* Begin ENTRIES PROVIDED *

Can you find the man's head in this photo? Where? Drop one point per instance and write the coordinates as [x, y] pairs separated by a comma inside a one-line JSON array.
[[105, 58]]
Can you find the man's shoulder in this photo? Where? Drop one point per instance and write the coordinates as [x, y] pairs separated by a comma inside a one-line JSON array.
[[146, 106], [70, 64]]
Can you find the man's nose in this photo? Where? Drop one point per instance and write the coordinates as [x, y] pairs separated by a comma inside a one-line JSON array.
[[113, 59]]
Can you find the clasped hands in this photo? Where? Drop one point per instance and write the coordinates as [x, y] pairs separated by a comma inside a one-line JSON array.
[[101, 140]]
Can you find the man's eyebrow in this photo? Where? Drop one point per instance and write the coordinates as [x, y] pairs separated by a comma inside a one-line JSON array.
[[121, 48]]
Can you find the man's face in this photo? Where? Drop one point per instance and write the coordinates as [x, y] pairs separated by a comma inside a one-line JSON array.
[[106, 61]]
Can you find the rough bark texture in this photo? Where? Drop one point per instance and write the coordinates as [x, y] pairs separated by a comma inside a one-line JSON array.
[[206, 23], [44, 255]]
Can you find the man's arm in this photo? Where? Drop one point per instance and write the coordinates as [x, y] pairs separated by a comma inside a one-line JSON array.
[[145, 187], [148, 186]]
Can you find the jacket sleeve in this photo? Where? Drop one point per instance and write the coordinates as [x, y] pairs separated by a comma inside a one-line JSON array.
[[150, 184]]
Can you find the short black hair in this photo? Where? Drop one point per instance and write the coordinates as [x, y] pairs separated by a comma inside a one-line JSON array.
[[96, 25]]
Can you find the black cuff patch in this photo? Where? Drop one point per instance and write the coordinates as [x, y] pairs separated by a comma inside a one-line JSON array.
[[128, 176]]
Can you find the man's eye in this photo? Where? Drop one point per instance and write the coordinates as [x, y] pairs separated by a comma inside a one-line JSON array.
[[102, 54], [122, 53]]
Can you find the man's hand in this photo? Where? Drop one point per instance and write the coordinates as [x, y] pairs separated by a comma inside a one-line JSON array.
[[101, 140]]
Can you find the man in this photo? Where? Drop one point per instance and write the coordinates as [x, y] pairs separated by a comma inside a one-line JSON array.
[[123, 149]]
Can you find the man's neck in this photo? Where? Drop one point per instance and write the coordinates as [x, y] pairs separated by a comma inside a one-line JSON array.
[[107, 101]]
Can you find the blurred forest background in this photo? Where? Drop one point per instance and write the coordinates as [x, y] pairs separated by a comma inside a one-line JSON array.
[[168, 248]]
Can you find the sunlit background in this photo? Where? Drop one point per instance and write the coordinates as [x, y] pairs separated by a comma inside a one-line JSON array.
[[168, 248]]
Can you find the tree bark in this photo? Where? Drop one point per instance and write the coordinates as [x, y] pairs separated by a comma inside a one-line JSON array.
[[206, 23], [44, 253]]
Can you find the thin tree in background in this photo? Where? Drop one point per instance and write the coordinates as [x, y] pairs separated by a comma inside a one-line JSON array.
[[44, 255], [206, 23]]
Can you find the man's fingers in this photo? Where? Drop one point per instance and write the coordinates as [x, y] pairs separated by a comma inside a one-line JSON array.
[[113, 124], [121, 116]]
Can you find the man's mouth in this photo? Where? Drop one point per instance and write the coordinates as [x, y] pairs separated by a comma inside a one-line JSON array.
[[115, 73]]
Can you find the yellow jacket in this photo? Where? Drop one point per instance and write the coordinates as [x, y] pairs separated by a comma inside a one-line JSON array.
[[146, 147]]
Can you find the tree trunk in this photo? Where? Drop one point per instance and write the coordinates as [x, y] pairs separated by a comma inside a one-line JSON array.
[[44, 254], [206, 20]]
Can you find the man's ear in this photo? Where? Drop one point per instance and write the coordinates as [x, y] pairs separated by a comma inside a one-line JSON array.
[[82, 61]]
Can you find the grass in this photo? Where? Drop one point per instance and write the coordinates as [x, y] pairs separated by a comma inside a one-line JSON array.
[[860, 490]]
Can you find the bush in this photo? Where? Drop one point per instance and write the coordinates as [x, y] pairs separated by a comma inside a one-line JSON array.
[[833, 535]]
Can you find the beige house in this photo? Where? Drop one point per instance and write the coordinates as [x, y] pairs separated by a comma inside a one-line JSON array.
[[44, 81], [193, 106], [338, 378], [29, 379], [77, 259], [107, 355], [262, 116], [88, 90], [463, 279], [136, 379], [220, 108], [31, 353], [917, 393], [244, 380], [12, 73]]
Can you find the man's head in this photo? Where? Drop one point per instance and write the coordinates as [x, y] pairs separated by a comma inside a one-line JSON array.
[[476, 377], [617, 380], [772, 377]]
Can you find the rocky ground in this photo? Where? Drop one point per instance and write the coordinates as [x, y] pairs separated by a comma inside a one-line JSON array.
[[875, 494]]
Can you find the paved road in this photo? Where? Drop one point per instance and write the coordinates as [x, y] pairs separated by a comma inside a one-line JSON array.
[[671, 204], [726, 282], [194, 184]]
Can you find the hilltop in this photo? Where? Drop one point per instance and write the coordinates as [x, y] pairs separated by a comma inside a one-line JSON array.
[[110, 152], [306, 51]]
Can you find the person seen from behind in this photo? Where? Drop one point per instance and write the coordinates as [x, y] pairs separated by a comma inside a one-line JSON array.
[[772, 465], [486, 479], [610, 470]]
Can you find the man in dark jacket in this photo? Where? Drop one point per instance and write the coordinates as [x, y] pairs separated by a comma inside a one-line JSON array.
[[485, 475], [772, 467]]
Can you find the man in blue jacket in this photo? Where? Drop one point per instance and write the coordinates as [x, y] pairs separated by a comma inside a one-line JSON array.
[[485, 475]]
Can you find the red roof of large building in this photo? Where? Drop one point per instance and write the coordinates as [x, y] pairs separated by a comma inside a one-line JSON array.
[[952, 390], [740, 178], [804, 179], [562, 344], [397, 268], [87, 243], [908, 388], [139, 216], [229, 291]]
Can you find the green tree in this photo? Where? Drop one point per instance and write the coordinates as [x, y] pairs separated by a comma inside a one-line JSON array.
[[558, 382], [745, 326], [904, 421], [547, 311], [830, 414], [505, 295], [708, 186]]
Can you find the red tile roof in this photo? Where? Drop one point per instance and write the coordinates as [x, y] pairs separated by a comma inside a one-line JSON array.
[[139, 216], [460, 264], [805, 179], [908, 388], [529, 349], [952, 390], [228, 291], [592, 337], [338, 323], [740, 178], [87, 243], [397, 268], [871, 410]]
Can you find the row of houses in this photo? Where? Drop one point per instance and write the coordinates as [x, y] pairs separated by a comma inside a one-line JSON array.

* End ENTRIES PROVIDED *

### TASK DESCRIPTION
Please render the stretch of data from the line containing "Can you find the rough" through the line containing "[[206, 23], [44, 255]]" as a Markdown table with the columns Row and Line, leaving out any blank lines.

### FINAL ANSWER
| Row | Line |
|---|---|
| 1 | Can you find the rough bark texture in this photo? Where? Drop one point per instance and write the coordinates as [x, y] pairs separated by a comma inside a one-line JSON array. |
| 2 | [[206, 23], [44, 255]] |